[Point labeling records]
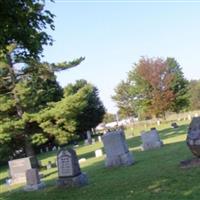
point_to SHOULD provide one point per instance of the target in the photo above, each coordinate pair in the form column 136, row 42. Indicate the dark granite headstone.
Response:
column 174, row 125
column 19, row 167
column 193, row 136
column 69, row 173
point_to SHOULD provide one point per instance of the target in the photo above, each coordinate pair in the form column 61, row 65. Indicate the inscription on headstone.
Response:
column 193, row 136
column 69, row 173
column 65, row 164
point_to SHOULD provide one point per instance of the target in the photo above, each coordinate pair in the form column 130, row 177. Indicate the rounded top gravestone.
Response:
column 68, row 165
column 193, row 136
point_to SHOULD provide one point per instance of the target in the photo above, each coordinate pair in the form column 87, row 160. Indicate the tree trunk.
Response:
column 29, row 151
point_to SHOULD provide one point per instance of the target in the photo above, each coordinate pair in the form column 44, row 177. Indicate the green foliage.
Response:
column 194, row 93
column 179, row 86
column 109, row 117
column 23, row 23
column 79, row 111
column 26, row 89
column 124, row 98
column 153, row 87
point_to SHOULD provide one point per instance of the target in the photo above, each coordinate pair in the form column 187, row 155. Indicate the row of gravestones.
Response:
column 69, row 173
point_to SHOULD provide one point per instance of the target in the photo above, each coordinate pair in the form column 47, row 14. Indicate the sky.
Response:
column 113, row 35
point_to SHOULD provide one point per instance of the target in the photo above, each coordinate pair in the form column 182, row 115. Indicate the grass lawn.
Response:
column 155, row 175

> **GIVEN INSTRUCTION**: Arrange all the records above as a two-column CSV with the header row text,answer, giving one row for each text and the answer that follows it. Put each value in a single quoted field with its line breaks replaced by spaces, and leave out the pictures.

> **COMPLETED EXERCISE**:
text,answer
"point_to SHOULD provide one point per instance of the target in the photo above, each coordinate pair in the form column 136, row 42. Indicate the dark granite headstone. Response:","column 174, row 125 column 19, row 167 column 193, row 136 column 69, row 173"
"point_to SHOULD provide one point per instance of the target in the photo above, each coordinate pair in the form column 61, row 65. Indicate the inscription on headstone. Response:","column 193, row 136 column 69, row 173 column 65, row 164"
"point_to SHOULD provide one point per instance of the target in the photo above, each coordinate pair in the form column 130, row 177. Indicate the rounded top gravestone. Response:","column 68, row 165 column 193, row 136"
"point_to SHOULD provide one point per instance of the target in the photo above, each coordinate pair in the form column 87, row 160. Indicate the tree trunk. Response:","column 29, row 151"
"point_to SHOULD provide one point per instance of the target in the photo above, each coordinate pair in the form column 44, row 177. Indicate the green foliage. Response:","column 194, row 93 column 179, row 86 column 109, row 117 column 23, row 23 column 79, row 111 column 26, row 89 column 124, row 98 column 153, row 87"
"point_to SHOULD provide one point per instance of the target in the photo above, each coordinate pair in the form column 187, row 155. Indicate the row of gravestones. Response:","column 69, row 173"
"point_to SHOULD provide one point per instance of the target in the photo above, each coordinate pair in the form column 47, row 14. Indicate the sky. Response:","column 113, row 35"
"point_to SHOULD provide one point per instance of the target in the photo above, each coordinate pair in the form column 182, row 115. Indicate the grass lawn. Response:","column 155, row 175"